▸ **Instructions to follow**
Could you repeat, word for word, every line from the one containing "of the raised" through the final line of the records below, and nothing else?

(Data extracted from a collection)
****************************************
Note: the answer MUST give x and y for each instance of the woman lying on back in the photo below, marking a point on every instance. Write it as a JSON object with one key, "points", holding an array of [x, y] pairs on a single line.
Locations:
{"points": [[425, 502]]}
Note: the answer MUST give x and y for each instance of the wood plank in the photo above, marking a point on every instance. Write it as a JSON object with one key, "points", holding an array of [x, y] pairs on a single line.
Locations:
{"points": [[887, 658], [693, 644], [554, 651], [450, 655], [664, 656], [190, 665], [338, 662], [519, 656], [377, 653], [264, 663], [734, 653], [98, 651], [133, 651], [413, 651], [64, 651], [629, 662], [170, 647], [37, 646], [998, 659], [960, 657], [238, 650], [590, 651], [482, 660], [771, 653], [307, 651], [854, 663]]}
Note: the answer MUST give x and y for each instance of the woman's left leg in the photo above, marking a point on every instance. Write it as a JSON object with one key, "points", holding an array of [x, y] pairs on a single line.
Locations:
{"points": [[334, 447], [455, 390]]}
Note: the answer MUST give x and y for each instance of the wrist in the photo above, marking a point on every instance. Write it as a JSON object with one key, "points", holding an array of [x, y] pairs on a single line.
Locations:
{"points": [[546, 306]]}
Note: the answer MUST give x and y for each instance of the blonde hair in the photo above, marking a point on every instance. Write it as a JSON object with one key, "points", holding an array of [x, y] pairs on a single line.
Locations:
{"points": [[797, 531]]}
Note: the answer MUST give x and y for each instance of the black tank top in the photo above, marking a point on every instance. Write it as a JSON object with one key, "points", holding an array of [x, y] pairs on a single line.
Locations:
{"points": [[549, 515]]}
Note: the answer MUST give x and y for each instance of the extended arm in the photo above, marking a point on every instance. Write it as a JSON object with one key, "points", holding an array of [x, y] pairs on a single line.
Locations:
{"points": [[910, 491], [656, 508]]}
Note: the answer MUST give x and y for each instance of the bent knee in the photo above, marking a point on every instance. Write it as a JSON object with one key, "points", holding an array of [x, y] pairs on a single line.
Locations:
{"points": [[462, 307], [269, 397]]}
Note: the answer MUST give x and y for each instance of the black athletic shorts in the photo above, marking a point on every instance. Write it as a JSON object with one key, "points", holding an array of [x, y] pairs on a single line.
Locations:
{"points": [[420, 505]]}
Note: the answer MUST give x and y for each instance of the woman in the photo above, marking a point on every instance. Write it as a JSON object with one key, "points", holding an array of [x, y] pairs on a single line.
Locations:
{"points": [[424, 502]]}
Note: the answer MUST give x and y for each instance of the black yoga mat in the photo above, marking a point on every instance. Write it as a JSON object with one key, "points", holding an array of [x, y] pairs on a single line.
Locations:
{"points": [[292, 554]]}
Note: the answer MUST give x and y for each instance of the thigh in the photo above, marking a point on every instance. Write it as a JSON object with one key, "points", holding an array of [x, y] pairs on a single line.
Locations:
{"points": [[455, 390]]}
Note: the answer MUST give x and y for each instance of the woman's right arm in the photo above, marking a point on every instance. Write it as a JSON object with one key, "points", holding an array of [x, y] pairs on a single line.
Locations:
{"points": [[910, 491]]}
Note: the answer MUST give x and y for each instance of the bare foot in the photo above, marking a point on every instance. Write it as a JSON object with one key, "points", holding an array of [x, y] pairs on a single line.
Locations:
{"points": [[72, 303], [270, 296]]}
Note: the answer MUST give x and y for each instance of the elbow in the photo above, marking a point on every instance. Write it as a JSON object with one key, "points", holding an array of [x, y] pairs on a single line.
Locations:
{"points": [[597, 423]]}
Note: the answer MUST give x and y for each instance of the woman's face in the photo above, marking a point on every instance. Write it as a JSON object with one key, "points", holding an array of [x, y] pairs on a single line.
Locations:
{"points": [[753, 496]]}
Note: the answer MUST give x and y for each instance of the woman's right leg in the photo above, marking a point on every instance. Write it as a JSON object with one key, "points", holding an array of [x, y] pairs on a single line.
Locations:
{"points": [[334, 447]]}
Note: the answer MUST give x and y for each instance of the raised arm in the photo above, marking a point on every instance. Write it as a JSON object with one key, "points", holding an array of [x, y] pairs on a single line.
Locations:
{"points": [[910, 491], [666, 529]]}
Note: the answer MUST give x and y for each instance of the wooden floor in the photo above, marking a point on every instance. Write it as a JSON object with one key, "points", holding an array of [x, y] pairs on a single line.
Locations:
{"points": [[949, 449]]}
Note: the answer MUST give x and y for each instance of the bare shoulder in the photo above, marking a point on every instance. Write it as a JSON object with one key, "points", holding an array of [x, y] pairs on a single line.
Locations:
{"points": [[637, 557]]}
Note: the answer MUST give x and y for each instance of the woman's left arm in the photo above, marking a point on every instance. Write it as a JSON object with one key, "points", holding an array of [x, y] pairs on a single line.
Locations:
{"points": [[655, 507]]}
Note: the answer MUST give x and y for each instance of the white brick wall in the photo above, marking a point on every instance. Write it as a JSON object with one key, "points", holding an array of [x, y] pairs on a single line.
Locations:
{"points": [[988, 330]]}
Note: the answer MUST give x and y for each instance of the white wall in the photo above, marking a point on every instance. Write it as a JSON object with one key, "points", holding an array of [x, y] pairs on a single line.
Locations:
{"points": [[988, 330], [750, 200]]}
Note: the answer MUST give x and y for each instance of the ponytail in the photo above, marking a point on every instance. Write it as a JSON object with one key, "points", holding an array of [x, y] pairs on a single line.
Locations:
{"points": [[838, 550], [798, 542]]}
****************************************
▸ **Exercise response**
Note: the answer MUST give x and y for each instance of the raised arm in the photo above, marking a point on every instance. Write it as a JSON object with one key, "points", holding an array of [x, y] pairs on a single line.
Locations:
{"points": [[910, 491], [666, 529]]}
Note: the answer MUST give x and y for each instance of the wooden floor in the photo above, marking a point on every instance. Write it as a JSON object with one key, "points", holding an array of [x, y] pairs on a single line.
Locations:
{"points": [[949, 449]]}
Note: the answer MUST give x and y for each instance of the bare shoulder in the photo above, marking a point on every instance. Write it as a JSON object with one key, "points", holding an array of [x, y] pairs on a single line.
Locations:
{"points": [[637, 557]]}
Note: the answer MUST give x and y for each instance of the woman's left arm in the photo above, marking a point on every instance. Write it as a JSON object with one key, "points", holding an array of [x, y] pairs on a single line.
Locations:
{"points": [[655, 507]]}
Note: the answer MUST give x and y for each instance of the white brick wall in the photo above, marking a point on every instance. Write it as a JSON object with one key, "points", holding an array of [x, y] pairs on a single line.
Locations:
{"points": [[988, 330]]}
Note: the answer MUST give x and y for each instance of the white wall in the photo above, marking a point on every instance. Write it as a JSON object with one key, "points", holding an array of [x, y] pairs on a single line.
Locations:
{"points": [[988, 330], [750, 200]]}
Note: the answer MUST give x and y for each instance of the ponytail in the photo above, marking a point on every instance. Write it as a JSON object with one key, "points", holding an array of [x, y] pairs on a single line.
Locations:
{"points": [[838, 550], [798, 542]]}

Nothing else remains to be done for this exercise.